* Begin *

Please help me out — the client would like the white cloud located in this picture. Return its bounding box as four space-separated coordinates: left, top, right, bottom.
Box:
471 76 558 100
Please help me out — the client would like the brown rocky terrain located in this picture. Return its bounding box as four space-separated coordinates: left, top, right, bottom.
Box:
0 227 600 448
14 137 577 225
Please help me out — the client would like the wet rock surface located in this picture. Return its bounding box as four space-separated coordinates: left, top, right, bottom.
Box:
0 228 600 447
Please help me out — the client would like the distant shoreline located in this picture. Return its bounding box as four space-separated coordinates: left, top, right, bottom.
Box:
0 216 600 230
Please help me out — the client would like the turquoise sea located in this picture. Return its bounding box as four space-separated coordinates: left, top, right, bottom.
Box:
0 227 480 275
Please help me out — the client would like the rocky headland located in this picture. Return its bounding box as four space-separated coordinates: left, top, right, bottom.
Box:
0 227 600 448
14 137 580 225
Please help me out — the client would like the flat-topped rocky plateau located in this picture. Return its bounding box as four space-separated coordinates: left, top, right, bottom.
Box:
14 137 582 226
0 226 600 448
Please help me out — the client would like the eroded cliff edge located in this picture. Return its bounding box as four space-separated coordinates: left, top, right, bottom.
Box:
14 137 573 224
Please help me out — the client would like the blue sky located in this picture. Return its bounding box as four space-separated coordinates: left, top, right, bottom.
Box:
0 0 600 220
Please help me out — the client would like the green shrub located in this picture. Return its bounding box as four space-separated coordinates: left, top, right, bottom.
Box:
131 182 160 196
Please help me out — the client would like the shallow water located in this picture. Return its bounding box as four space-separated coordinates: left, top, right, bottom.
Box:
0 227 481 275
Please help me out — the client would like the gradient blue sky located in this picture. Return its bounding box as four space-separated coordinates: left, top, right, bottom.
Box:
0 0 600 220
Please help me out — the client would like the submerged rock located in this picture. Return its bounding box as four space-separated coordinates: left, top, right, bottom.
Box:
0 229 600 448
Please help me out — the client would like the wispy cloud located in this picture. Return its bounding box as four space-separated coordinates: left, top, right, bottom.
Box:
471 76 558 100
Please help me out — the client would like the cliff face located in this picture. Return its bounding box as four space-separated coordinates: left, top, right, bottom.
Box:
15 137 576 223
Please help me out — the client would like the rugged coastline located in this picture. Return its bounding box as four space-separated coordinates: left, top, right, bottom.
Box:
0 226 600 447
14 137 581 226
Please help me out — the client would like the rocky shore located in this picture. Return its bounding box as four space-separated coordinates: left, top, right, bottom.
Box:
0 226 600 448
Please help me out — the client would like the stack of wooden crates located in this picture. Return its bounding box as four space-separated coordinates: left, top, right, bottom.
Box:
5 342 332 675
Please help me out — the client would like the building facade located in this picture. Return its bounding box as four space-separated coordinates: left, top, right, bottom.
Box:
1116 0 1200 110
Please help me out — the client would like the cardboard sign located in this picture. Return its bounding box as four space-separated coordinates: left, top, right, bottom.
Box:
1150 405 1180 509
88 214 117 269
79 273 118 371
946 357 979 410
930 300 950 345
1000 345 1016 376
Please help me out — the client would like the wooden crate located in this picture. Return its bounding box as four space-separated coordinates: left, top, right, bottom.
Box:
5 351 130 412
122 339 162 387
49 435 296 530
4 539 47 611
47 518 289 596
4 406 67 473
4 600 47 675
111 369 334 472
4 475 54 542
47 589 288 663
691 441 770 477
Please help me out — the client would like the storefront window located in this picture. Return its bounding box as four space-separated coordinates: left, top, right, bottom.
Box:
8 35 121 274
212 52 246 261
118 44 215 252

* End *

Task directions:
Rewrite the listing from the line containing "Please help me out — the client would like the stack" down to the line containing "1000 345 1016 376", both included, and replace "cardboard sign" with "handwritten sign". Leave everything else unchanged.

Answer for the task:
Please help me out — the client would like the stack of wooden crates located in this picture. Return its bounding box as four space-separated coordinates: left, top, right, bottom.
Box:
5 342 332 675
Please help me out — the client would like the building facade located in this picture. Return its bounding box as four space-separated coordinates: left, top, right, bottom.
Box:
1116 0 1200 110
Please help me out — the client would like the handwritten sign located in this picture. Return its bounding box as four space-separated coordinates: left, top, right, bottom.
Box:
1150 405 1180 509
88 214 117 269
79 273 118 371
946 357 979 410
930 300 950 345
1000 345 1016 376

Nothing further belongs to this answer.